> **SET PROBLEM 1**
Identify each line in the entries below that contains the string "fender", and copy those lines. Case counts.

> **PROVIDED PASSAGE**
So... i spent a few hours writing (what i thought was going to be) a simple script that would enable me to download these images. Taken from Zoomify's FAQ:

"_Can I save a Zoomify Image?

No. Zoomify images are protected in that they cannot be saved the way that JPEGs in a browser page can: right-click Save As. Screen captures are possible but will only capture the current view (along with the toolbar and navigator window). While Zoomify is not presented as an image security technology, it does offer the benefit of making acquisition of images from a site much more difficult._"

Basically, Zoomify splits high-res images into square tiles at various scales. The tiles are stored as 256x256 JPEGs and displayed by the Zoomify flash viewer. What makes the task of downloading these images "difficult", is that you have to actually find every single tile, in non-browsable directories, and let alone stitch them back together to form the full scale image.

> **ROWS**
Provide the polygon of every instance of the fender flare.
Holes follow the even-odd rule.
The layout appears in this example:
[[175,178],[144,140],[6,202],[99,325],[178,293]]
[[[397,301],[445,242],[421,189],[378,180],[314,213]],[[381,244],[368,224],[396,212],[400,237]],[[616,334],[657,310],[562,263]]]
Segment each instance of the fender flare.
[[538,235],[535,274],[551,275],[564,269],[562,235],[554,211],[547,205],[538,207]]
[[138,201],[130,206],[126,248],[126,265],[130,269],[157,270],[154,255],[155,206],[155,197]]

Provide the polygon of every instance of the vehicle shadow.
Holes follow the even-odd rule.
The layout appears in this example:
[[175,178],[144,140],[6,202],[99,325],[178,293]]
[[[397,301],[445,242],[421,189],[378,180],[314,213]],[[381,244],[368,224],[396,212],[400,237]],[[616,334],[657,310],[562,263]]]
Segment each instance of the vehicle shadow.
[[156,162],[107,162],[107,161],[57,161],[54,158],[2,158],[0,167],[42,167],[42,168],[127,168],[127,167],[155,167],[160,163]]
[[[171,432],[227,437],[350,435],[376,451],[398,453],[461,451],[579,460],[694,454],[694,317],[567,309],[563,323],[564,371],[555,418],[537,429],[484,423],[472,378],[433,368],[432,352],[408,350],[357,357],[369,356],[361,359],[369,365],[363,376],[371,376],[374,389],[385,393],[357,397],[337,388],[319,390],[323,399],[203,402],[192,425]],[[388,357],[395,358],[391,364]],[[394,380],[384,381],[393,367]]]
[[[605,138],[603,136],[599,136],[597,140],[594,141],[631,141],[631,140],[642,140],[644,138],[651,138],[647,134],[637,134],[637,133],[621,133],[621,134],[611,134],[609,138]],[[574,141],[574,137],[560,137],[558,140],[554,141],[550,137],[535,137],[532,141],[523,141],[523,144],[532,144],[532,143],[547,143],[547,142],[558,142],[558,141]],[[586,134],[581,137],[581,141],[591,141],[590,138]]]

> **SET PROBLEM 2**
Pick up the Zoomify download post above and continue it from its final sentence.

> **RESPONSE 1**
Provide the polygon of every instance of the fender flare.
Segment each instance of the fender flare.

> **RESPONSE 2**
To spare you the details, with the help of Wget and ImageMagick, saving these images is indeed possible, and the result is quite remarkable: ~6000x9000 pixels of full scale archive quality digital scans, running at around 55MB+ per page in PNG format.

The image above is only about 1.7% of the original in terms of surface area... and about 0.85% in terms is data. To put that in perspective, here is the "Ciaccona" in actual size:










Among the available manuscripts are: The Art of Fugue, Matthäus-Passion, WTC, Inventions & Sinfonias, Violin Sonatas & Partitas, Cello Sonatas & Partitas, and many others; as stated before, 90% of the remaining autographs and originals parts.

I think some of these would make a great and most particularly unique addition to the TCFI wiki.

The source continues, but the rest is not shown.